_Work to complete:_
Reproduce each of the following items verbatim, line for line, with nothing changed. Leave the pictures out of your reproduction.
---------- Records supplied
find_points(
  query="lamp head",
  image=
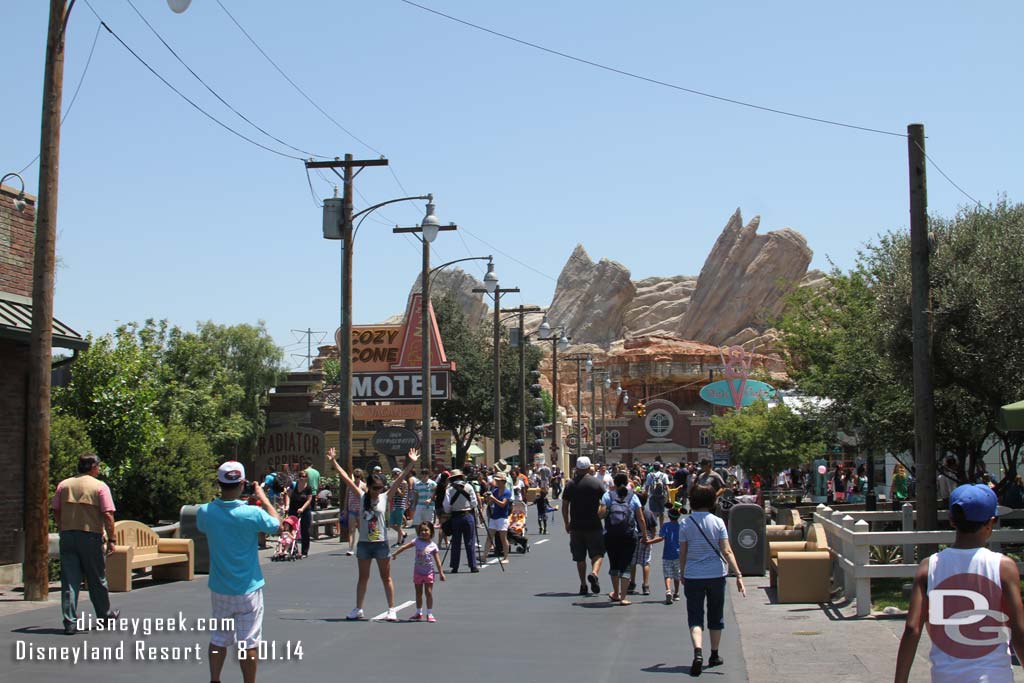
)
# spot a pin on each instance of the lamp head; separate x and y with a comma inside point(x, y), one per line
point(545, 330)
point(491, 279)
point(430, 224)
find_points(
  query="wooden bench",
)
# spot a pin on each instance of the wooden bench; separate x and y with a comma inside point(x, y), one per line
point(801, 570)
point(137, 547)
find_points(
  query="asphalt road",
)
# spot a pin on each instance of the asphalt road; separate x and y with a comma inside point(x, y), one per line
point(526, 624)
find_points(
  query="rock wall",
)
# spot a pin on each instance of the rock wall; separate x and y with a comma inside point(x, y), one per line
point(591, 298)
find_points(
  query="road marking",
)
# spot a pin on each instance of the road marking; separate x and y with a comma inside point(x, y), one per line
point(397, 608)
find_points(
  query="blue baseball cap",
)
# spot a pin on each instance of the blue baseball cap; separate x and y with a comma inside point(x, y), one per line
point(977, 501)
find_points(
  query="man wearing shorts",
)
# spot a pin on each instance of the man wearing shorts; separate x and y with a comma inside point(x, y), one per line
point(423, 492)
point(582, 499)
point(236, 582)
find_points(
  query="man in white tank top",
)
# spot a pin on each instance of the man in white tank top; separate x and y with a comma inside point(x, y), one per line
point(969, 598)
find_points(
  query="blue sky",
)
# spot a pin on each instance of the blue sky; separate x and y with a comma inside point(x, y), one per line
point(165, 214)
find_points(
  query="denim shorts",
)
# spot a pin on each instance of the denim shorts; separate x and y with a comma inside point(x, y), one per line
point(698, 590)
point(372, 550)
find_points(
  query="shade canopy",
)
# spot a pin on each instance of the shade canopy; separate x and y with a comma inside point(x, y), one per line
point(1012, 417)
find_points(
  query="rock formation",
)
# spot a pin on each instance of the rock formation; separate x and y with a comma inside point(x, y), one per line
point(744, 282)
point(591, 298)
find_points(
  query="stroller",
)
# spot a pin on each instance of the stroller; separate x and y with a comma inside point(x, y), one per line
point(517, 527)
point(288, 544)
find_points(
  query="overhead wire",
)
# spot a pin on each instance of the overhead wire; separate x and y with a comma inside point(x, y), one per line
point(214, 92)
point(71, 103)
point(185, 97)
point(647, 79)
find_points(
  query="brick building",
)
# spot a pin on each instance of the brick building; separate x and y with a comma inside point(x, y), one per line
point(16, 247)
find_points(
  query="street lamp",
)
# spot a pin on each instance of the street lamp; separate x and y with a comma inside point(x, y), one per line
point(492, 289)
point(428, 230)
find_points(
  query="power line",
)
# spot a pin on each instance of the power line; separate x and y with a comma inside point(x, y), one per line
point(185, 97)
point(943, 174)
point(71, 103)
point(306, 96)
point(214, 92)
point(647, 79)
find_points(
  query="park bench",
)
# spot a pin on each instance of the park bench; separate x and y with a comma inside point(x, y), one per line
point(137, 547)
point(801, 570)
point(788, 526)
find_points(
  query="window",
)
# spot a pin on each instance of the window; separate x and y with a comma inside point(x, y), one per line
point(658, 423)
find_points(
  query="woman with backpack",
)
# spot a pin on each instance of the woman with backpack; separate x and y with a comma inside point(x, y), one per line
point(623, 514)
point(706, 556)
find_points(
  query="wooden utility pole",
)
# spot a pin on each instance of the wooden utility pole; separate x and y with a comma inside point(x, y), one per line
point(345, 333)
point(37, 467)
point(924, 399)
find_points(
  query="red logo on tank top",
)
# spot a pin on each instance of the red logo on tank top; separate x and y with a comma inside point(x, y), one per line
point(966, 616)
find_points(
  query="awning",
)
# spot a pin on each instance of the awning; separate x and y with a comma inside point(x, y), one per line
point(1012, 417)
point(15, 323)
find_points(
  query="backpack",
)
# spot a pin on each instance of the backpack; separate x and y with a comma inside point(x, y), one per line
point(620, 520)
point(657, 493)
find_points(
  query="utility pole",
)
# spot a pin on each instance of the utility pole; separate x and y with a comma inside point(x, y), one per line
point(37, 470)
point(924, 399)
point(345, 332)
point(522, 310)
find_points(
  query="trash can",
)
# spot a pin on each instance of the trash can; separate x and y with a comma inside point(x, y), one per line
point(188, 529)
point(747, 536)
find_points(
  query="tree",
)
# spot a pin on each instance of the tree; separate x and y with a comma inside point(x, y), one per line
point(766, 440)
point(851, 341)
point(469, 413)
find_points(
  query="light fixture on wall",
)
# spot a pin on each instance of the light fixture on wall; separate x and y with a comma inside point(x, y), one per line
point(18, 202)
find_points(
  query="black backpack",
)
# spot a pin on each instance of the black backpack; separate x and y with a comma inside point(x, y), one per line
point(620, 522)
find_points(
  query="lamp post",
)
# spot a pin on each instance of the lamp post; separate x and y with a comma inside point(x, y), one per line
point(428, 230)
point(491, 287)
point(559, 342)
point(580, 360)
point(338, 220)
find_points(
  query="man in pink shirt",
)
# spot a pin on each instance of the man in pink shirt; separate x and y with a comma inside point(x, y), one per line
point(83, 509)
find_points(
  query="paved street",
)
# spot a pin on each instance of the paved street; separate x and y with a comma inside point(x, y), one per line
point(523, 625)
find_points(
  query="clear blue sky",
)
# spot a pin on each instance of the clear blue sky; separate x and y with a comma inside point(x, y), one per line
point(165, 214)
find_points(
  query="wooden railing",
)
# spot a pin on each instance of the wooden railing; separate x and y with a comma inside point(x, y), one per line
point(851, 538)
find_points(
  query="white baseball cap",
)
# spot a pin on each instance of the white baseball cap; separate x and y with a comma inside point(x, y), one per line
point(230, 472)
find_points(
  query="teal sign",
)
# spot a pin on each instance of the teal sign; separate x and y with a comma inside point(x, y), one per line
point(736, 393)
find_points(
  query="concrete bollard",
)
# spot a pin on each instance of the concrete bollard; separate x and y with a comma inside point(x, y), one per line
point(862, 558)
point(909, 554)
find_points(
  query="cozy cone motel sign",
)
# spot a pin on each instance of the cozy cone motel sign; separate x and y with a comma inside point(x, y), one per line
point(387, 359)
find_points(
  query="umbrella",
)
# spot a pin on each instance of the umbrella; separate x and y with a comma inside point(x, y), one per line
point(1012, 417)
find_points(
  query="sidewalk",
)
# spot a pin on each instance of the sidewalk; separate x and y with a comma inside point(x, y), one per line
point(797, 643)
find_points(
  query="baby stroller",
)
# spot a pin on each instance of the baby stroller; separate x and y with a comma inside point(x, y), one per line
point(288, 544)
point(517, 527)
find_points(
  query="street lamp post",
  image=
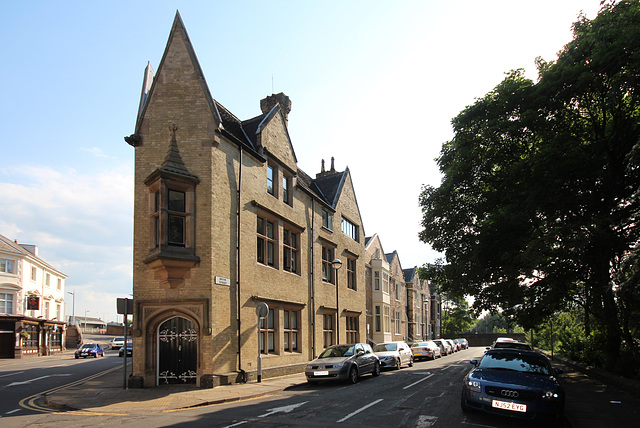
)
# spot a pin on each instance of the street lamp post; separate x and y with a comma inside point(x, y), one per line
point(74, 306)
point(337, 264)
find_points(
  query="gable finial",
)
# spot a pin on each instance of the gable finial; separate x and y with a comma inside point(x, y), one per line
--------------------
_Solution to the problem:_
find_points(
  query="lamp head",
  image=
)
# spot a pin on each instance of the lamp head; separate x and y with a comma inside point(x, y), one per line
point(545, 330)
point(491, 279)
point(430, 224)
find_points(
  query="wooden bench",
)
# spot a pin on each instance of the wooden bench; separate x and y with a comma inside point(x, y), one per line
point(801, 570)
point(137, 547)
find_points(
  query="asphalt road",
)
# spot a pin on each instance of the asphalt road; separate x and y with a comma inside point(x, y), one per line
point(526, 624)
find_points(
  query="rock wall",
)
# spot a pin on each instance of the rock wall; separate x and y with a comma inside point(x, y), one per line
point(591, 298)
find_points(
  query="road marking",
)
# spot a pin on each instance of the road marking; separate x and y with a comma inside point(x, y), one per line
point(397, 608)
find_points(
  query="blue baseball cap",
)
# spot a pin on each instance of the blue baseball cap; separate x and y with a comma inside point(x, y), one per line
point(977, 501)
find_points(
  query="man wearing shorts",
)
# spot a pin on each instance of the man wearing shorts; separate x and y with a comma inside point(x, y), one per line
point(423, 492)
point(582, 499)
point(236, 582)
find_points(
  query="man in white tank top",
)
# spot a pin on each instance of the man in white tank top; separate x and y with a comma inside point(x, y), one per line
point(969, 598)
find_points(
  query="blue sky",
)
# spot a pin on each instance of the blue sky; separate x and y with a comma inside point(x, y), one per line
point(165, 214)
find_points(
  query="denim shorts",
)
# spot a pin on each instance of the denim shorts; separate x and y with a comma inside point(x, y), one per line
point(698, 590)
point(372, 550)
find_points(
  query="shade canopy",
)
# spot a pin on each instance of the shade canopy; separate x and y with a comma inside point(x, y), one per line
point(1012, 417)
find_points(
  query="rock formation",
)
# spot a pin on each instance of the rock formation; separate x and y with a comma inside point(x, y), one per line
point(744, 282)
point(591, 298)
find_points(
  query="stroller",
)
# spot a pin on each instance of the stroller; separate x and y with a comma inside point(x, y), one per line
point(517, 527)
point(288, 544)
find_points(
  query="overhead wire",
)
# spot a pin on each instance of the overhead wire; separate x and y with a comma inside point(x, y), one per line
point(214, 92)
point(71, 103)
point(185, 97)
point(647, 79)
find_points(
  query="brick building",
)
# spot a pin on each instance of the brick building; separate x and y with a comma inside point(x, y), one per line
point(16, 247)
find_points(
  query="street lamp",
)
# spot a pin on each instance of the street lamp; separate x and y with a comma inside point(x, y), one per line
point(492, 289)
point(428, 230)
find_points(
  query="power line",
)
# spot a pin on each instance of the power line; separate x and y with a comma inside point(x, y), one per line
point(185, 97)
point(943, 174)
point(71, 103)
point(306, 96)
point(214, 92)
point(647, 79)
find_points(
  query="park bench",
)
# spot a pin on each instance of the park bench; separate x and y with a comma inside point(x, y), one per line
point(137, 547)
point(801, 570)
point(788, 526)
find_points(
  query="window",
)
# spot a pin on each instance of the window; separate x and y with a comma inside point(x, y), one per line
point(658, 423)
find_points(
  query="woman with backpack",
)
# spot a pin on each instance of the woman with backpack; separate x and y with a comma inside point(x, y), one per line
point(623, 514)
point(706, 556)
find_points(
  query="wooden utility pole",
)
# spot a pin on each instance of the wooden utility pole; separate x and y with a comma inside point(x, y), one per line
point(345, 333)
point(37, 467)
point(924, 399)
find_points(
  query="red logo on tank top",
)
# spot a pin on each instance of the red logo on tank top; separate x and y with a comma inside point(x, y), one per line
point(966, 616)
find_points(
  query="awning",
)
# spot a pin on each instance of the awning; separate x and y with a comma inside point(x, y), one per line
point(1012, 417)
point(15, 323)
find_points(
  query="backpack",
)
# spot a pin on each instance of the backpack; separate x and y with a comma inside point(x, y), one per line
point(620, 520)
point(657, 493)
find_points(
  query="utility pole",
)
# spot a pin on each instance of the utility pole; separate x and y with a comma inside point(x, y), one per line
point(37, 470)
point(924, 399)
point(345, 332)
point(522, 310)
find_points(
  query="trash can",
)
# spot a pin on each instance of the trash can; separate x and y with a comma inside point(x, y), one per line
point(188, 529)
point(747, 536)
find_points(
  query="tree",
)
# spot a pin on each instance of the tree; separate x and y with a comma inside point(x, y), one per line
point(766, 440)
point(851, 341)
point(469, 413)
find_points(
  query="light fixture on wall",
)
# spot a pin on each instance of the light fixture on wall; separate x and y with a comma inside point(x, y), one per line
point(18, 202)
find_points(
  query="black backpack",
)
# spot a pin on each instance of the black backpack; separate x and y with a comma inside point(x, y), one per line
point(620, 522)
find_points(
  query="lamp post",
)
# spot a pin on each instance of the lamp post; separate x and y with a comma inside point(x, y), one per line
point(428, 230)
point(491, 287)
point(559, 342)
point(580, 360)
point(338, 220)
find_points(
  query="man in pink shirt",
)
# spot a pin on each instance of the man in pink shirt; separate x and y with a comma inside point(x, y), one per line
point(83, 509)
find_points(
  query="paved street",
)
# spot a pin on each instance of the paved street; separate x and y with a comma inside point(x, y), one per line
point(523, 625)
find_points(
  query="clear blue sky",
)
# spot a pin on each instance of the clear blue sky; separate x and y with a comma inside point(x, y), one per line
point(165, 214)
find_points(
  query="wooden railing",
)
# spot a pin on each instance of the wooden railing; separate x and y with a comma inside point(x, y), one per line
point(851, 538)
find_points(
  query="white baseball cap",
)
# spot a pin on each instance of the white baseball cap; separate x and y with a comma inside point(x, y), one per line
point(230, 472)
find_points(
  query="teal sign",
)
# spot a pin on each instance of the teal sign; separate x and y with a comma inside point(x, y), one per line
point(736, 393)
find_points(
  query="concrete bollard",
)
# spot a pin on each instance of the concrete bollard; separate x and y with a comma inside point(x, y), one per line
point(862, 558)
point(909, 554)
find_points(
  query="cozy cone motel sign",
)
# spot a pin on each instance of the cozy cone motel sign; separate x and y with a comma inside point(x, y), one per line
point(387, 359)
find_points(
  query="umbrella",
)
# spot a pin on each instance of the umbrella; separate x and y with a comma inside point(x, y), one per line
point(1012, 417)
find_points(
  query="sidewalk",
)
# spot a pin on each instance of the sidewalk; separate x and y with a comma inside point(x, y), one per line
point(797, 643)
find_points(
  query="baby stroller",
)
# spot a pin on each instance of the baby stroller; separate x and y with a comma inside point(x, y), one per line
point(288, 544)
point(517, 527)
find_points(
  query="street lamp post",
  image=
)
# spot a pin on each instance of the street lamp post; separate x and y with a comma inside point(x, y), one per line
point(74, 306)
point(337, 264)
find_points(
  query="gable finial",
)
# spot a pin on each instance of the gable finial; separate x and y with a comma inside point(x, y), one per line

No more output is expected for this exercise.